(Saved data entries)
= = = = = = =
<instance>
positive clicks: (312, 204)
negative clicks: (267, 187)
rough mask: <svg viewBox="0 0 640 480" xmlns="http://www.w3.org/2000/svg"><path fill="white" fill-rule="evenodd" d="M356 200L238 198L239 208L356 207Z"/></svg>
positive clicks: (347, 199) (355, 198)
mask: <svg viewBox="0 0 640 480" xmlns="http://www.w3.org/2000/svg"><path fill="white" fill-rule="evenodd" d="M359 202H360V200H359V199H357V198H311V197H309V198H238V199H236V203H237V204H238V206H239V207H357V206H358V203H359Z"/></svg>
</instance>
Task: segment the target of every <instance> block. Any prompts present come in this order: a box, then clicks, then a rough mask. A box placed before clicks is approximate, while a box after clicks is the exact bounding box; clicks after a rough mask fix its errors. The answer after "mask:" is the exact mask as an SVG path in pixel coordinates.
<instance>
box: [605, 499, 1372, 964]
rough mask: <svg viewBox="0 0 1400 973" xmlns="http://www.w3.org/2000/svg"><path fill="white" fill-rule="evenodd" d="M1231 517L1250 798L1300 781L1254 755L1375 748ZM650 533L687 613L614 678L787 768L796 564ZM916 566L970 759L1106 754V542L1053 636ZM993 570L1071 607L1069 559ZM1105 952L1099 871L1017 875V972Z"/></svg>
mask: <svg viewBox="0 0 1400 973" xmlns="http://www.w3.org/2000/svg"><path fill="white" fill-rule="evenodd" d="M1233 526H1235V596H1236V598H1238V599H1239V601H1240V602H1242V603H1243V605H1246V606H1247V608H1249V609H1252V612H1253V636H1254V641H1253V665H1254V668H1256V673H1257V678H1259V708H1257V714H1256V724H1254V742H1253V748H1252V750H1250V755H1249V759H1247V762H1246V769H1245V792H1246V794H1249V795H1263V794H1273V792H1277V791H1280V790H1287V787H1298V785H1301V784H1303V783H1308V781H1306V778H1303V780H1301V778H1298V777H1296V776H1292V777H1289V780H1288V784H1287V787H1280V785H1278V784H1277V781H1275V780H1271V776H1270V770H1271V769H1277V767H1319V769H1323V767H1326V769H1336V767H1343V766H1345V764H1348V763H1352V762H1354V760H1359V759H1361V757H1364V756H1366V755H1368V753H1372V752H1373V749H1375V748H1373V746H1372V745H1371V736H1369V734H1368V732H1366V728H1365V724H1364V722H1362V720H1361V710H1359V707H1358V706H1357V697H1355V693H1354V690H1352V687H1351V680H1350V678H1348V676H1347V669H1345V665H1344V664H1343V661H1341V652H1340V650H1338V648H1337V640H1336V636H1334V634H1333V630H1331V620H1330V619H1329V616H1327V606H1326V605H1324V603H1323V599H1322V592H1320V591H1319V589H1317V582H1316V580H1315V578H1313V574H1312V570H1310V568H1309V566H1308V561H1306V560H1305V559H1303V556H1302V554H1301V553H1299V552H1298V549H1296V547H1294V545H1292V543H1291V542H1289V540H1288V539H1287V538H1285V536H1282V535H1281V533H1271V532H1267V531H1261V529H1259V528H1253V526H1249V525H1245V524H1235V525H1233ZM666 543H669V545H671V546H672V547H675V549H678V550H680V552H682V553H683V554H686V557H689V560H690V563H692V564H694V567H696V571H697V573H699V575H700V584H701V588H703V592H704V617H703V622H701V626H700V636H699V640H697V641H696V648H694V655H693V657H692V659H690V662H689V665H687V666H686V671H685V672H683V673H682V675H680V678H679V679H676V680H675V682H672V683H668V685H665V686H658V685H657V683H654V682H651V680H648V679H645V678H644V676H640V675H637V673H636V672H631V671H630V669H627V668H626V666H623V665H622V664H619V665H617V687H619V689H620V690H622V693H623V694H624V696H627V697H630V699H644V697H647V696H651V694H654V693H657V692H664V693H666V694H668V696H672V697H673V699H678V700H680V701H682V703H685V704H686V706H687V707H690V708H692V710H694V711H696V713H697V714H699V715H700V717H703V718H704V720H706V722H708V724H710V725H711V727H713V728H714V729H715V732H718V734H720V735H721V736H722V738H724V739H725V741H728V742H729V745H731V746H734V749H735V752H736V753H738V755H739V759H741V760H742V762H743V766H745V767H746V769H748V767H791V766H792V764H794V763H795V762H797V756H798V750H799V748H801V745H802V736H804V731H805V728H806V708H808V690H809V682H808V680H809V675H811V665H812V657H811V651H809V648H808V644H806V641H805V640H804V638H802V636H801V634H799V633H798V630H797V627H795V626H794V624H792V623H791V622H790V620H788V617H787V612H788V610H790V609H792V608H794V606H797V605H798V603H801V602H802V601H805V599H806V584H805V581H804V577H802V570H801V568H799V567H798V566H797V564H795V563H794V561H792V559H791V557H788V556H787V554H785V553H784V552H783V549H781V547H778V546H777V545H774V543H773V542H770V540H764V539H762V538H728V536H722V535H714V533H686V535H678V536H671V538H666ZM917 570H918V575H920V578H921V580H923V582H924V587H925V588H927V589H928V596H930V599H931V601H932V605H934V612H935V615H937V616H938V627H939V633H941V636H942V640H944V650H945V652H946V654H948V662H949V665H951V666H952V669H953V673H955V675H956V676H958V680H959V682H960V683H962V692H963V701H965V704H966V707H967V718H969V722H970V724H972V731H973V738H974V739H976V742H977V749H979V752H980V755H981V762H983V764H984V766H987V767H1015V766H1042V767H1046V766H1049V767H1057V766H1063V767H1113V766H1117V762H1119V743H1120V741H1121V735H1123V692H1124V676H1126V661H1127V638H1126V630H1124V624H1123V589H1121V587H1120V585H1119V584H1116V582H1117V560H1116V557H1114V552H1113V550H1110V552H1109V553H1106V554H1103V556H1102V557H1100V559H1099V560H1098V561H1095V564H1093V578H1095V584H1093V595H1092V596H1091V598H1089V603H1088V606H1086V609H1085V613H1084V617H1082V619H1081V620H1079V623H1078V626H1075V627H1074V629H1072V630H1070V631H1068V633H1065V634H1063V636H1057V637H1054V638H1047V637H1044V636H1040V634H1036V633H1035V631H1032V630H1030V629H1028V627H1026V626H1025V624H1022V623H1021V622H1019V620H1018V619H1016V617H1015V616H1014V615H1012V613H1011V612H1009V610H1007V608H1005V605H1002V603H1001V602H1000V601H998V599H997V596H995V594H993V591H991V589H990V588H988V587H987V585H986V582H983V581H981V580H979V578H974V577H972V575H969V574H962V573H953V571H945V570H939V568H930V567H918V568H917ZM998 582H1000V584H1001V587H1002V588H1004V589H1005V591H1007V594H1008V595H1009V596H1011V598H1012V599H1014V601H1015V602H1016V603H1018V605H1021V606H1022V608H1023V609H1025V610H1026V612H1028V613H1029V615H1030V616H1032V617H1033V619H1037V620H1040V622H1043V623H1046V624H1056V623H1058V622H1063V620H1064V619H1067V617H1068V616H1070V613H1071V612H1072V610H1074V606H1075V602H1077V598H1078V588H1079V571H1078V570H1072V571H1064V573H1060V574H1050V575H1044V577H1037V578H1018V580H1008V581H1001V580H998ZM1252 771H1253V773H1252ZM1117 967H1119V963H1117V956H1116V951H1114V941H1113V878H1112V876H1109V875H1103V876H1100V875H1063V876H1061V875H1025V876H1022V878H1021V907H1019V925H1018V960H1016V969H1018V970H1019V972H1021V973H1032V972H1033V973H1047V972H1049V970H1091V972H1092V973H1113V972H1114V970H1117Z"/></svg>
= = = = = = =
> AIM OF THE EXERCISE
Find the word "instance" in the entries, and copy every line it shows up in.

> OUTPUT BELOW
<instance>
</instance>
Task: segment the target of every <instance> block. Any prompts present come in this order: a box, then clicks, then a rough mask. A box placed before clicks is approximate, while a box after clicks is the exact bounding box; clicks after a rough mask fix its errors. The answer after "mask:" is the exact mask as an SVG path in pixel coordinates.
<instance>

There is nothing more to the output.